— start of Extract —

Anybody help pls ???


----------



## Beastie (Nov 24, 2009)

Check last post: http://forums.freebsd.org/showthread.php?t=612

Try booting from livefs or bootonly, and then switch CDs when they're done loading.

Try 8.0.


----------



## tangram (Nov 24, 2009)

Maybe way a bit longer, download and try to install 8.0.


----------



## dennylin93 (Nov 24, 2009)

I ran into this problem as well. One possible solution is to boot from CD or DVD, then eject the disk right after the kernel is loaded into memory. After that install via FTP.


----------



## gnoma (Nov 24, 2009)

I don't get to the moment it asks me from what source I want to install FreeBSD... are you sure that when I remove the CD it will ask me about the source??? It doesn't ivent ask me for the language. May be I can download the "boot only" image and try the FTP on it???


----------



## belan (Nov 24, 2009)

*The same problem with poweredge R710 server*

Hi

My name is Yanet, IÂ´m a new member. I got the same error during installation process of 7.2 Release in e Poweredge R710 server.

"acd0 timeout read_big ..."

— end of Extract —
— start of Stored records —

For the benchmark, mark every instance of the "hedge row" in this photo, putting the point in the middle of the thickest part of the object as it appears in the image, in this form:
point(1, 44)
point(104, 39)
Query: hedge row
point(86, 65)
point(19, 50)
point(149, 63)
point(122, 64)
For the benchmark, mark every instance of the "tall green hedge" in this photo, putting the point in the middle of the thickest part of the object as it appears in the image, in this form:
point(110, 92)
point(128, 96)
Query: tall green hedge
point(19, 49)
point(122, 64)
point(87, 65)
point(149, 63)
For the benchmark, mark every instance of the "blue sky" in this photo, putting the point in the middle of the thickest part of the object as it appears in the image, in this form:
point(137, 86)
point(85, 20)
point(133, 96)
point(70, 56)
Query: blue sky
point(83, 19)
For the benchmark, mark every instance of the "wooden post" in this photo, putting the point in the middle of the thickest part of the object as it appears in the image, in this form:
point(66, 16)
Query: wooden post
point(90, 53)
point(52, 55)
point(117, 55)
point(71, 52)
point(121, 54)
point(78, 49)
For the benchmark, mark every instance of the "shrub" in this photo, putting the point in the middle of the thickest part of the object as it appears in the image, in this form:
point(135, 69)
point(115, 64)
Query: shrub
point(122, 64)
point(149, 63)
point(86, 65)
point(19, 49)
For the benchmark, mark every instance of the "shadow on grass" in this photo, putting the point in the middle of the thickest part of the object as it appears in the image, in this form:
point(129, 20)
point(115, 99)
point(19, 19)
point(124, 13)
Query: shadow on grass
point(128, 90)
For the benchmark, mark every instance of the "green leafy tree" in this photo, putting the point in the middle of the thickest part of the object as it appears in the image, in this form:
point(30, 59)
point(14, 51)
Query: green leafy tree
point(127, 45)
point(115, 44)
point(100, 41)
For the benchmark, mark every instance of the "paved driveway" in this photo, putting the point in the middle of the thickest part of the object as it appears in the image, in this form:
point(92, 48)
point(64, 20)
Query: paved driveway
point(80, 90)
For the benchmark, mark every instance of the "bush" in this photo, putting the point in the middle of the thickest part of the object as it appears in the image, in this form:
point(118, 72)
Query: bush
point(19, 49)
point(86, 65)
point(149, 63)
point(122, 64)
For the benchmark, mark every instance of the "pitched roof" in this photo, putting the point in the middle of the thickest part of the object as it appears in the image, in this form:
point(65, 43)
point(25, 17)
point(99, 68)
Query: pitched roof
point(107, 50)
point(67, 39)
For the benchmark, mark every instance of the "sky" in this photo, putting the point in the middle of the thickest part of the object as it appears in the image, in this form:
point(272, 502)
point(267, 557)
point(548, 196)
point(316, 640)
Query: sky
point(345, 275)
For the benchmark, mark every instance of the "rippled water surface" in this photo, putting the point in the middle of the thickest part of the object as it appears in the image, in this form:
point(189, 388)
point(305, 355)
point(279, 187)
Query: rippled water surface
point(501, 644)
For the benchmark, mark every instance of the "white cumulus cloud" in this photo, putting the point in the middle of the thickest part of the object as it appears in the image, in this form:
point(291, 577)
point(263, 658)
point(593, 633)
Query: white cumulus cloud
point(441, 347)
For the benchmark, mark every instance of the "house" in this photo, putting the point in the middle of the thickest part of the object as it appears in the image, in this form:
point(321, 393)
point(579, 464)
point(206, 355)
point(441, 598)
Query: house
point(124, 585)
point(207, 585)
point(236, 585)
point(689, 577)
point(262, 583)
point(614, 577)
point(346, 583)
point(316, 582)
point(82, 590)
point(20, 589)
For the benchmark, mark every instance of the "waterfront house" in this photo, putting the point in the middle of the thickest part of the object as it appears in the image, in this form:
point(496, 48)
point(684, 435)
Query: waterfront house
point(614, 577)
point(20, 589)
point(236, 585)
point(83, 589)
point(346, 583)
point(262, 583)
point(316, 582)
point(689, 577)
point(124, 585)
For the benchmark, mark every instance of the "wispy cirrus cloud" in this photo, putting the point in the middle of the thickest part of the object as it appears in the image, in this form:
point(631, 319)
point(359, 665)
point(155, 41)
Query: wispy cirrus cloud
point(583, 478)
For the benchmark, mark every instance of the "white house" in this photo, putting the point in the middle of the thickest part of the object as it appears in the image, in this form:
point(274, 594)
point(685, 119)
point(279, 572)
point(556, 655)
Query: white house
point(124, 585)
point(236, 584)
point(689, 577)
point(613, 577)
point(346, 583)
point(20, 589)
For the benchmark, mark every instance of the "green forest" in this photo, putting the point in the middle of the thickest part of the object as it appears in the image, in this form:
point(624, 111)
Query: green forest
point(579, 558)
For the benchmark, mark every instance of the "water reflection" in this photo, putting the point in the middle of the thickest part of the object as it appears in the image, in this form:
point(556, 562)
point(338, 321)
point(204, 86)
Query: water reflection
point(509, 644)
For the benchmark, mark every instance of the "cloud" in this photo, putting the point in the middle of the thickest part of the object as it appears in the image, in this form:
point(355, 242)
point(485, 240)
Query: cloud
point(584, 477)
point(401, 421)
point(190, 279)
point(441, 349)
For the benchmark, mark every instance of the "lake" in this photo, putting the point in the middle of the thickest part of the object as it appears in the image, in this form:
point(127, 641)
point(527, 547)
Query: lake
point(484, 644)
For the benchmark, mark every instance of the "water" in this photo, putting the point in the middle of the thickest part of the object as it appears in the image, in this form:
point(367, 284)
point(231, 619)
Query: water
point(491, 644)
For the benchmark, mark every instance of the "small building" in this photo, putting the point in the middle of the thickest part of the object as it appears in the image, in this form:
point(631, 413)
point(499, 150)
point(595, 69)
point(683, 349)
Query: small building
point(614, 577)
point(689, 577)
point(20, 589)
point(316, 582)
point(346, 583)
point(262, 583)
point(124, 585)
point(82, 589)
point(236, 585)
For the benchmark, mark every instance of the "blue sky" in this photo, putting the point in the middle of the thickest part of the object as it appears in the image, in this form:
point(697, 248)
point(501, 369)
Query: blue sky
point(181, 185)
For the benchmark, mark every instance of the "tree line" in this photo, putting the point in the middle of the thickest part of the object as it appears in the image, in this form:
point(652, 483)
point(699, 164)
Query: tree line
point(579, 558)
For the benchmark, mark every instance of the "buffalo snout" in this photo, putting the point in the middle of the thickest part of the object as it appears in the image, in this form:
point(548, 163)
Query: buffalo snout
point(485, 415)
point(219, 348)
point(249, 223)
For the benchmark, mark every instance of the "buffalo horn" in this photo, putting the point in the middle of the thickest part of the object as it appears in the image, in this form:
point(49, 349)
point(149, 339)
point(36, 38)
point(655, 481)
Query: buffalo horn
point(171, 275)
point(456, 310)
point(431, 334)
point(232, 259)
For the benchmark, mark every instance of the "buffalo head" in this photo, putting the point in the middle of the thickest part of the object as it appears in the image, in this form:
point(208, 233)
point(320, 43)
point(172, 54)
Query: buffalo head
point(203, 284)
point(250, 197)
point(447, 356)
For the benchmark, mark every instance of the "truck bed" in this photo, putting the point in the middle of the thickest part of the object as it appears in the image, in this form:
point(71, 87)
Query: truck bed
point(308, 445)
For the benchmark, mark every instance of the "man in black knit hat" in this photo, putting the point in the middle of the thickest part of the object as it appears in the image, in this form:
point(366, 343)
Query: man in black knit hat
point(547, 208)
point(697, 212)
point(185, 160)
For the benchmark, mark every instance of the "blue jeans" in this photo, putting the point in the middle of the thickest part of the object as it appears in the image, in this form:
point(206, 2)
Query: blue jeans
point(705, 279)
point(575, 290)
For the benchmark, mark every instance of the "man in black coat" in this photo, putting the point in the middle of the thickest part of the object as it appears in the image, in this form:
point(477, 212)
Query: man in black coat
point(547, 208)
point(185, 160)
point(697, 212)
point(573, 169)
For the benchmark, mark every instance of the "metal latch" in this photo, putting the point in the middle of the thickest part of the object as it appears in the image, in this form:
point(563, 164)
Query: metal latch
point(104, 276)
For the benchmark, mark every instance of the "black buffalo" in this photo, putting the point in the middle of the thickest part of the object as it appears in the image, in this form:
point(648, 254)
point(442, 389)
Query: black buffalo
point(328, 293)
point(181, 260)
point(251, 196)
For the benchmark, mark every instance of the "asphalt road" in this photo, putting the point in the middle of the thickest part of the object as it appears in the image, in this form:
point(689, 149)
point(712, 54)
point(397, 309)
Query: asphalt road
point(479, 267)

— end of Stored records —

## Set exercise 1
Answer these questions about the FreeBSD installation thread:
(a) Which FreeBSD version do two of the replies suggest trying?
(b) After ejecting the disk, what installation method does dennylin93 recommend?
(c) On which server did belan get the same error?
## Set exercise 2
Continue the FreeBSD installation thread from its last line.
The rows are not needed for anything here.

## Output 1
(a) 8.0
(b) Installing via FTP
(c) A Poweredge R710 server

## Output 2
Now the error appears with 7.2, 7.1 and 7.0 Releases. 

Whe installed RAID 1, the servar has 2 500G HDD SATA.

Somebody can give me a suggestion??

Yanet


----------



## JimW (Nov 25, 2009)

Have you tried changing some of your settings in the system BIOS?

Maybe read this email message and try some of the suggestions....

Link...


----------



## gnoma (Nov 25, 2009)

I tryed the changes to the bios in that mail and also put in the boot-only image of BSD 7.2 and still does the same thing :\
I can't reach to the moment it ask me about the source of installation so I can set FTP


----------



## FBSDin20Steps (Nov 25, 2009)

Did you checksumed the iso file? Maybe a new cable?


----------



## gnoma (Nov 25, 2009)

lol use to be a hardware guy.... worked in a PC service so the cables and that staff I check first . Changed the CD and the HDD and nothing happens, when I change the MB and CPU it works but I don't need BSD on my workstation PC with that MB and CPU.
I thing I'll try the USB boot... going for google search-hunt and if it works I'll post the method here  wish me luck 


And what if I install the FreeBSD on a diferend PC and then I just move the HDD to the MB and CPU i need it??? Is it going to wirk??? Or it is like WinXP and when you change che chipset and the CPU it doesn't start again??


----------



## dennylin93 (Nov 25, 2009)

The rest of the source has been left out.